Gestellte Aufgabe
Wandle die Zeilen von der Zeile mit "drawmask --target green" bis zum Ende der Einträge in eine JSON-Liste von Zeichenketten um, mit einer Zeichenkette pro Zeile und ohne Leerzeilen. Lass die Bilder in der Antwort weg.

Bereitgestelltes Material

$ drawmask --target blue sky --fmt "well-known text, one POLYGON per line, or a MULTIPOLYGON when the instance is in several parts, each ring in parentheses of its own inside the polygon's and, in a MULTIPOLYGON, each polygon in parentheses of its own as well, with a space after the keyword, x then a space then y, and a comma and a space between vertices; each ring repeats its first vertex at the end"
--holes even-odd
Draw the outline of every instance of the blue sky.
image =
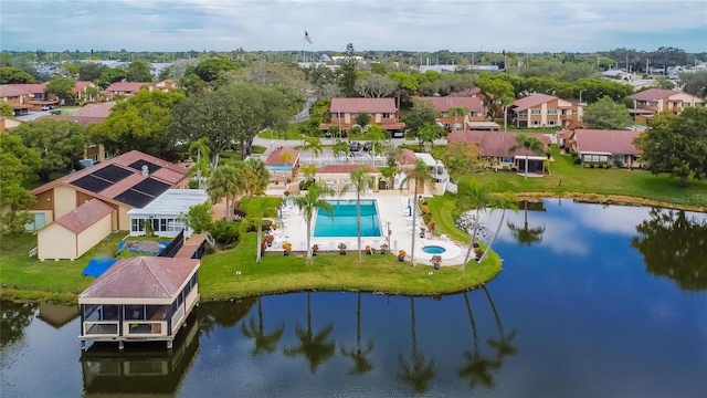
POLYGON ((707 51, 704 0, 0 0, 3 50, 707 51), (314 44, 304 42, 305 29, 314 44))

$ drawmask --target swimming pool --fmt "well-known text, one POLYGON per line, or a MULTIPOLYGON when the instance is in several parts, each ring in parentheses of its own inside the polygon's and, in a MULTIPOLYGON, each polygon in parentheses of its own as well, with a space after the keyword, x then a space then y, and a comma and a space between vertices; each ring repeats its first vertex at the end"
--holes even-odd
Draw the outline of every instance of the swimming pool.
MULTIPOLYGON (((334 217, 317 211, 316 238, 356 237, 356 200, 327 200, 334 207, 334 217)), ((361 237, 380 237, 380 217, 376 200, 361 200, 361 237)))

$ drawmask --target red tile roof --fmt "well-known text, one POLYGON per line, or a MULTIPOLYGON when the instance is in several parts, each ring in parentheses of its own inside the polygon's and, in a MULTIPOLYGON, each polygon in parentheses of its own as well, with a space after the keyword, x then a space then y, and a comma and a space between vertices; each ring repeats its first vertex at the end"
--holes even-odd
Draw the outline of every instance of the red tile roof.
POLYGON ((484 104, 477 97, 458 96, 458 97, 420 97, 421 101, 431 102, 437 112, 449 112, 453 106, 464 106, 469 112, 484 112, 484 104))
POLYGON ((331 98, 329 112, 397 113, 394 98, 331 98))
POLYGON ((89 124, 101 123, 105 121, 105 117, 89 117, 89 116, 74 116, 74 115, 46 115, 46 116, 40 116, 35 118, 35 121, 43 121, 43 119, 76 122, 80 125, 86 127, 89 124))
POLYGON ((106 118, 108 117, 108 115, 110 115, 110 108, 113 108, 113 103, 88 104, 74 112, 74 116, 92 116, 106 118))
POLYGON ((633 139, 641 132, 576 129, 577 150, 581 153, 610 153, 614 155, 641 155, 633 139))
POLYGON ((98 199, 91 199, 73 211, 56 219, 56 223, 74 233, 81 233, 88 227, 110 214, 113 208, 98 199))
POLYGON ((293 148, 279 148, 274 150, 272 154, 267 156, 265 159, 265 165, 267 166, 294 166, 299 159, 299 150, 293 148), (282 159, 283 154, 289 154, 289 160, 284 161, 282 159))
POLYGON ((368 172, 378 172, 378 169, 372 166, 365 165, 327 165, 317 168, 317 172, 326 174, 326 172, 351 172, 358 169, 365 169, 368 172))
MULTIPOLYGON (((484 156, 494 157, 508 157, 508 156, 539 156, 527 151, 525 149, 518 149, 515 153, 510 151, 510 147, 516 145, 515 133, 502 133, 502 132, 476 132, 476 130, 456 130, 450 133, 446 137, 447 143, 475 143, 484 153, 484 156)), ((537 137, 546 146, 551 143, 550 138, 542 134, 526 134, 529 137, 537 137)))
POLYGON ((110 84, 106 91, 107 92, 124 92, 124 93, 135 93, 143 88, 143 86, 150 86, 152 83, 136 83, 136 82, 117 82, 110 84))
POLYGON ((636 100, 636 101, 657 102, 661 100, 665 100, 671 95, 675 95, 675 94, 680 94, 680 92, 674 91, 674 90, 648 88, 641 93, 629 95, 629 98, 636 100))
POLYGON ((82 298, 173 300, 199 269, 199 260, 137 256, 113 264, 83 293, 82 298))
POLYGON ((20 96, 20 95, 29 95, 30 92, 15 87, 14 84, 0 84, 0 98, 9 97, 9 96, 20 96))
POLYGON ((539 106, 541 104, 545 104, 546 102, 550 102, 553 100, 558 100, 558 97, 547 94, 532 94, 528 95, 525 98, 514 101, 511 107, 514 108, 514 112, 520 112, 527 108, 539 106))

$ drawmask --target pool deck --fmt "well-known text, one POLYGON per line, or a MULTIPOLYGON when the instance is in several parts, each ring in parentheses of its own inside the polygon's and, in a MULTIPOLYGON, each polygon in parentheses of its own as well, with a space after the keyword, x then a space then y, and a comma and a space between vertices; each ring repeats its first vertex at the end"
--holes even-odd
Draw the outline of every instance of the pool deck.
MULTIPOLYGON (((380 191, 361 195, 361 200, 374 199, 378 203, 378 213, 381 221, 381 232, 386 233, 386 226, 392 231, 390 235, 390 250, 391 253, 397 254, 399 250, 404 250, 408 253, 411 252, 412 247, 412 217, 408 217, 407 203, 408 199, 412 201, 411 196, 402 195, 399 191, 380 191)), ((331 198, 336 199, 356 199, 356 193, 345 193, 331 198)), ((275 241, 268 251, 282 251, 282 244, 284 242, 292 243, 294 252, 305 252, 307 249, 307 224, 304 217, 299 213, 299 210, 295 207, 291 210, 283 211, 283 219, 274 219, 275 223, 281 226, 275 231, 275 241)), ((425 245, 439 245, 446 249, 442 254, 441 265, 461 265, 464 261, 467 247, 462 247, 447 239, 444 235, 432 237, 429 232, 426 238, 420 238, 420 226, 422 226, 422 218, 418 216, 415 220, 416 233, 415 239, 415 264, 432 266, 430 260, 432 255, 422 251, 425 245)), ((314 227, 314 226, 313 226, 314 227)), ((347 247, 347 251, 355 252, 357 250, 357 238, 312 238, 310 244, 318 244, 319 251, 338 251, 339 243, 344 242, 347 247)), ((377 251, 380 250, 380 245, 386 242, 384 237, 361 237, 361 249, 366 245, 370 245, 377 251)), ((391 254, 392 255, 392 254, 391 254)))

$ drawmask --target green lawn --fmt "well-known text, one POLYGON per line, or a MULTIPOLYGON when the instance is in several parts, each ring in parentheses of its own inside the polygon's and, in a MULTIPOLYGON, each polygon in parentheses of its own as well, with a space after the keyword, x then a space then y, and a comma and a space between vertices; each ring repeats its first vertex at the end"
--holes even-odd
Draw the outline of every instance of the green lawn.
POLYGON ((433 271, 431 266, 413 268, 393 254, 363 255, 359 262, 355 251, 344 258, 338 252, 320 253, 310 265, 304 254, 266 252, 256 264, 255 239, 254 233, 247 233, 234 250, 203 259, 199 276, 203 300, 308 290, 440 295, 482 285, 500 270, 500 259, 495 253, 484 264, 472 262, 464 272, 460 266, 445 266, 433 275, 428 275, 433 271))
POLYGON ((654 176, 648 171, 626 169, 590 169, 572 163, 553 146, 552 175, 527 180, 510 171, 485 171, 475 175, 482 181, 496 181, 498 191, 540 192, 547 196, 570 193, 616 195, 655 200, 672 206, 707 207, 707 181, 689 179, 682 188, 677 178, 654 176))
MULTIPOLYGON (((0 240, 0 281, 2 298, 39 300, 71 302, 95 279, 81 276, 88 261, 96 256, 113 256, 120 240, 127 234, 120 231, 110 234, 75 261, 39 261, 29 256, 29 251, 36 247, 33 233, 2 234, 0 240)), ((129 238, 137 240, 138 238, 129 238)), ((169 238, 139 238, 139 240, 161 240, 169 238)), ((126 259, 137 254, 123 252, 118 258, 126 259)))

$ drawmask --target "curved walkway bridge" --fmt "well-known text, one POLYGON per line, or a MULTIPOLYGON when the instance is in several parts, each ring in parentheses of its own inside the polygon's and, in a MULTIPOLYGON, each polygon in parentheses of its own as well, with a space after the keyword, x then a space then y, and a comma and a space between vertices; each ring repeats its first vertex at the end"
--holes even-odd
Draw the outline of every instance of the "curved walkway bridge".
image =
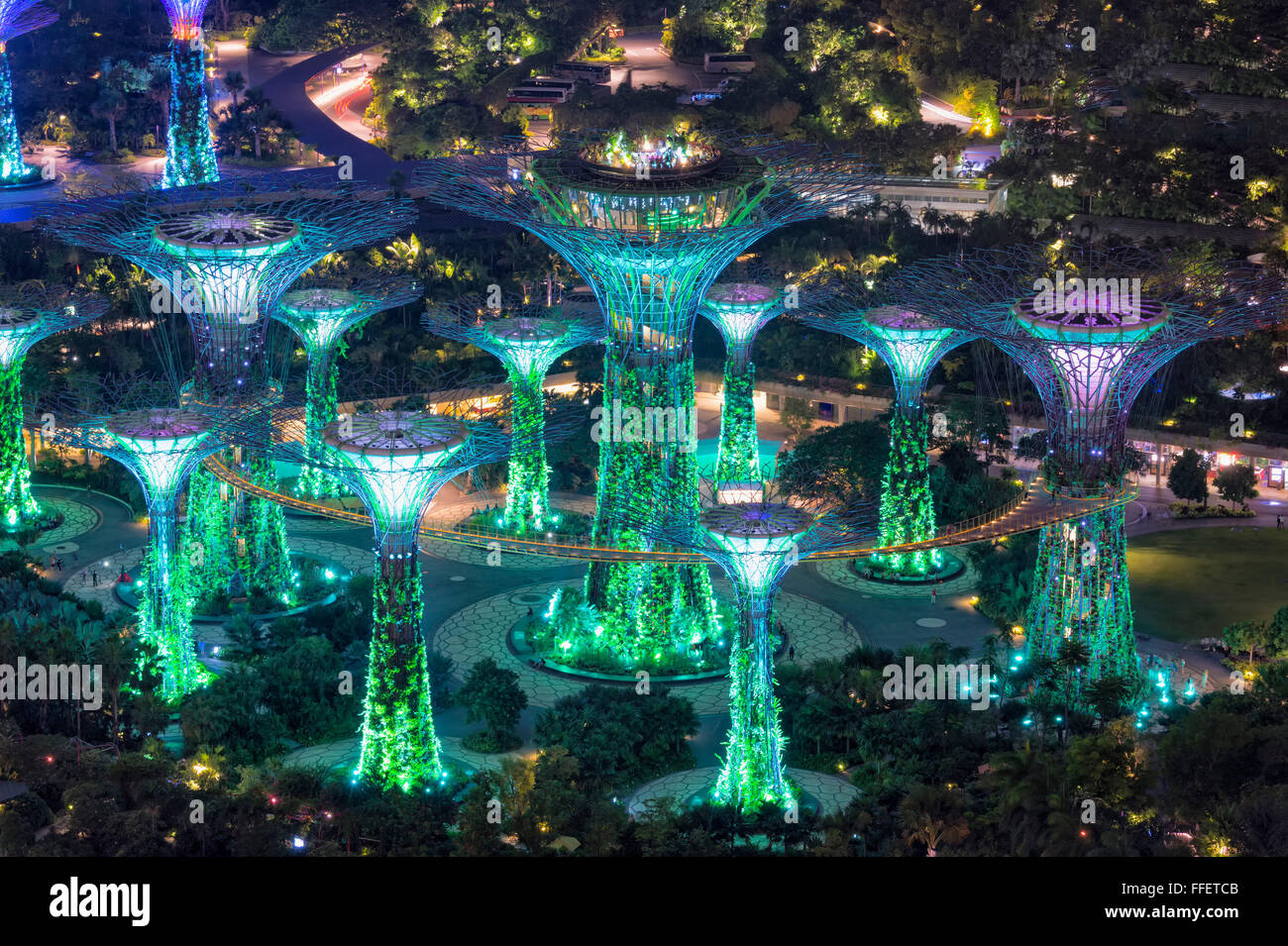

Antwort zur Aufgabe
[
  "$ drawmask --target green lawn --fmt \"well-known text, one POLYGON per line, or a MULTIPOLYGON when the instance is in several parts, each ring in parentheses of its own inside the polygon's and, in a MULTIPOLYGON, each polygon in parentheses of its own as well, with a space after the keyword, x then a space then y, and a comma and a space between vertices; each ring repeats its first vertex at the end\"",
  "--holes even-odd",
  "Draw the outline of every instance of the green lawn.",
  "POLYGON ((433 271, 431 266, 413 268, 393 254, 363 255, 359 262, 355 251, 344 258, 338 252, 320 253, 310 265, 304 254, 266 252, 256 264, 255 239, 254 233, 247 233, 234 250, 203 259, 199 276, 203 300, 308 290, 440 295, 482 285, 500 270, 500 259, 495 253, 484 264, 472 262, 464 272, 460 266, 445 266, 433 275, 428 275, 433 271))",
  "POLYGON ((654 176, 648 171, 626 169, 590 169, 572 163, 553 146, 552 175, 527 180, 510 171, 485 171, 475 175, 482 181, 496 181, 498 191, 540 192, 547 196, 570 193, 616 195, 655 200, 672 206, 707 207, 707 181, 689 179, 682 188, 677 178, 654 176))",
  "MULTIPOLYGON (((0 240, 0 281, 2 298, 39 300, 71 302, 95 279, 81 276, 88 261, 96 256, 113 256, 120 240, 127 234, 120 231, 110 234, 75 261, 39 261, 29 256, 29 251, 36 247, 33 233, 2 234, 0 240)), ((129 238, 137 240, 138 238, 129 238)), ((169 238, 139 238, 139 240, 161 240, 169 238)), ((126 259, 137 254, 123 252, 118 258, 126 259)))",
  "$ drawmask --target \"curved walkway bridge\" --fmt \"well-known text, one POLYGON per line, or a MULTIPOLYGON when the instance is in several parts, each ring in parentheses of its own inside the polygon's and, in a MULTIPOLYGON, each polygon in parentheses of its own as well, with a space after the keyword, x then a space then y, and a comma and a space between vertices; each ring repeats its first vertex at the end\"",
  "--holes even-odd",
  "Draw the outline of every instance of the \"curved walkway bridge\".",
  "image ="
]